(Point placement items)
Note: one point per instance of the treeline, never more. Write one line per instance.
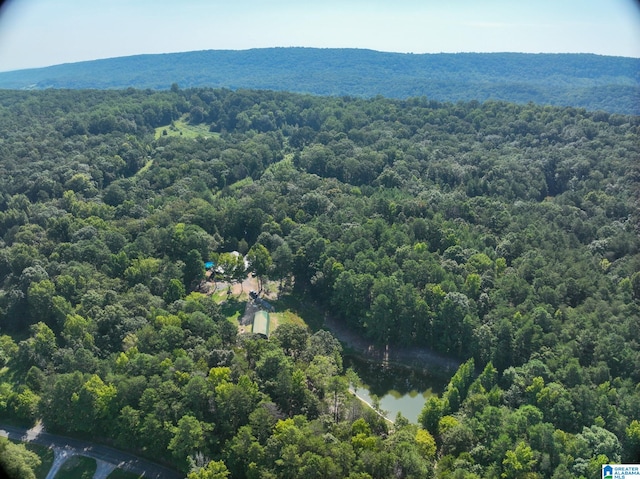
(595, 82)
(489, 231)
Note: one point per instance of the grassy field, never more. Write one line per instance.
(182, 128)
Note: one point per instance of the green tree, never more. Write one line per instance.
(188, 438)
(213, 470)
(193, 269)
(259, 261)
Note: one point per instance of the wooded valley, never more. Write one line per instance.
(503, 235)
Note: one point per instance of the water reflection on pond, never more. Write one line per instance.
(398, 389)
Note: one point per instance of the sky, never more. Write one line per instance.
(36, 33)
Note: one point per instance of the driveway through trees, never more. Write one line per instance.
(104, 454)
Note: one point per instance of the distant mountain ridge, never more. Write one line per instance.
(590, 81)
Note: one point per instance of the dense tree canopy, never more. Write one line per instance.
(503, 235)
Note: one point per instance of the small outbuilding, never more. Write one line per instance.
(261, 323)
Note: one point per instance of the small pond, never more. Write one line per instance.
(397, 388)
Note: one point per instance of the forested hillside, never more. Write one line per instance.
(504, 235)
(594, 82)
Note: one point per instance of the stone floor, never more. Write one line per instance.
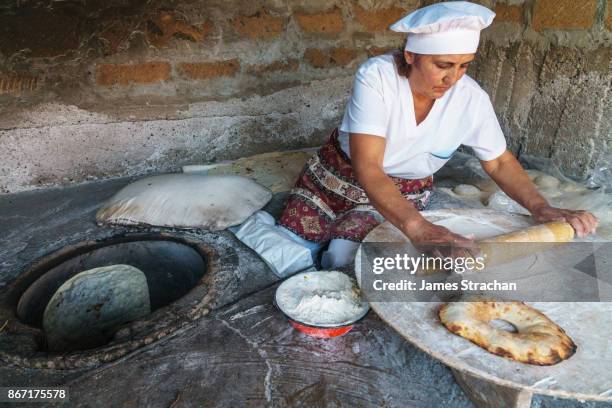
(242, 354)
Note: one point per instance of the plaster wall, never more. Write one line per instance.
(92, 90)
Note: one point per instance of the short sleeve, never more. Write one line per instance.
(487, 138)
(366, 111)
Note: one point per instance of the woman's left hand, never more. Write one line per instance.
(583, 222)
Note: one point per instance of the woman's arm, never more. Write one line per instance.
(367, 152)
(510, 176)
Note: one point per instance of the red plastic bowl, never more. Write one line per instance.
(321, 332)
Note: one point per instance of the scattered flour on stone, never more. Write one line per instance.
(324, 298)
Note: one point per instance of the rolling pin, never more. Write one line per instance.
(522, 243)
(519, 244)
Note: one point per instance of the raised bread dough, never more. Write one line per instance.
(537, 340)
(466, 190)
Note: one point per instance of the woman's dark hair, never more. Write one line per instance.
(403, 68)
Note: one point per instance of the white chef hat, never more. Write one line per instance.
(452, 27)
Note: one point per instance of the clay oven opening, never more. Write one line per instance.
(171, 269)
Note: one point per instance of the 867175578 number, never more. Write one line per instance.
(31, 394)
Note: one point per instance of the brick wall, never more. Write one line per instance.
(131, 88)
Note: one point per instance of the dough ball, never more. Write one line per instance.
(488, 186)
(571, 187)
(466, 190)
(546, 181)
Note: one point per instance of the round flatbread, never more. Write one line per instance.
(537, 339)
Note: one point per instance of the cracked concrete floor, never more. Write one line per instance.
(243, 354)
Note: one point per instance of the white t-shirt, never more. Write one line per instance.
(381, 104)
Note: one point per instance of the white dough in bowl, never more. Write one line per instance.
(185, 201)
(323, 298)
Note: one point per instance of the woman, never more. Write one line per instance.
(407, 114)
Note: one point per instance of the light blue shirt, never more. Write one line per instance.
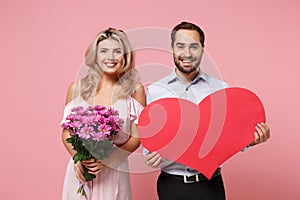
(171, 86)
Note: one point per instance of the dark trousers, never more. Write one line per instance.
(169, 188)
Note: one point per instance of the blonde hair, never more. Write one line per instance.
(128, 78)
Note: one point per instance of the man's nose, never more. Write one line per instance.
(187, 52)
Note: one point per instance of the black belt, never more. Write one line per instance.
(191, 179)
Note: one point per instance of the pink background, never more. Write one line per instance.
(255, 44)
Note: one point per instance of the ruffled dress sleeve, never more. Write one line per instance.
(135, 109)
(67, 111)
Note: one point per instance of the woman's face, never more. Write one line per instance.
(110, 56)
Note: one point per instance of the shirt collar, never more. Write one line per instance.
(200, 76)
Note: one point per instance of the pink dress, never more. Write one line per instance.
(112, 183)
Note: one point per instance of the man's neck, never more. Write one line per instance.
(187, 78)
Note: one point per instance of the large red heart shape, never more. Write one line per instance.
(201, 136)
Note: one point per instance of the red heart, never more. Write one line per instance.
(204, 136)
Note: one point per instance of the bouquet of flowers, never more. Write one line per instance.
(92, 131)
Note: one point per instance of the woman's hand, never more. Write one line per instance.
(78, 168)
(94, 166)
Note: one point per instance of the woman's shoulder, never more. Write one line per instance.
(73, 91)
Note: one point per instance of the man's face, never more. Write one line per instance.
(187, 50)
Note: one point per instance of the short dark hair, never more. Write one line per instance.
(187, 26)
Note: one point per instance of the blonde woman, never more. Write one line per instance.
(111, 81)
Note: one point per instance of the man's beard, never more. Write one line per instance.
(182, 69)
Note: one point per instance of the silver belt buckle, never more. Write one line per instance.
(186, 181)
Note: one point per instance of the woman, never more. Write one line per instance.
(111, 81)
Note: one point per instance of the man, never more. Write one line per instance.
(187, 81)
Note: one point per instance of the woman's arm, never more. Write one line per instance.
(133, 142)
(73, 91)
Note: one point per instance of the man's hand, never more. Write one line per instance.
(262, 134)
(153, 159)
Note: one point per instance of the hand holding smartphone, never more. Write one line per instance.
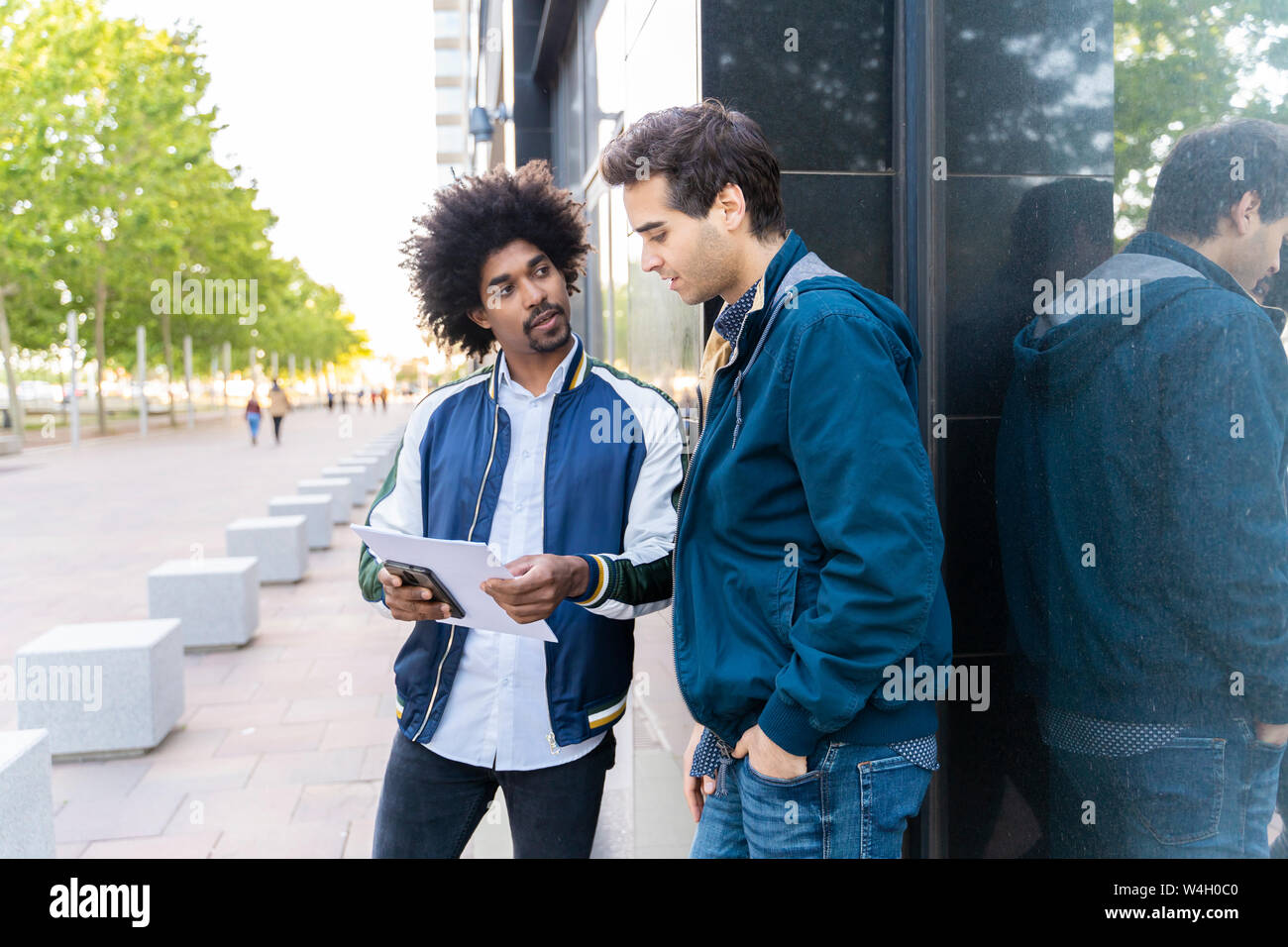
(423, 578)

**YOUR GOAL**
Rewrite the stretch from the line containing "Note: one point per instance of the man's hand, never" through the end of the items above, both ends included. Keep each Note line unchanged, multiply every coordinate in the answers by 2.05 and round to whole numbers with halves rounded up, and leave out the picture lines.

**REPLY**
Note: one point per instance of the man's hand, never more. Write one line per instance.
(537, 275)
(314, 326)
Note: one point per instance of the hand holding smartphone, never more. Write one line per instance.
(867, 1185)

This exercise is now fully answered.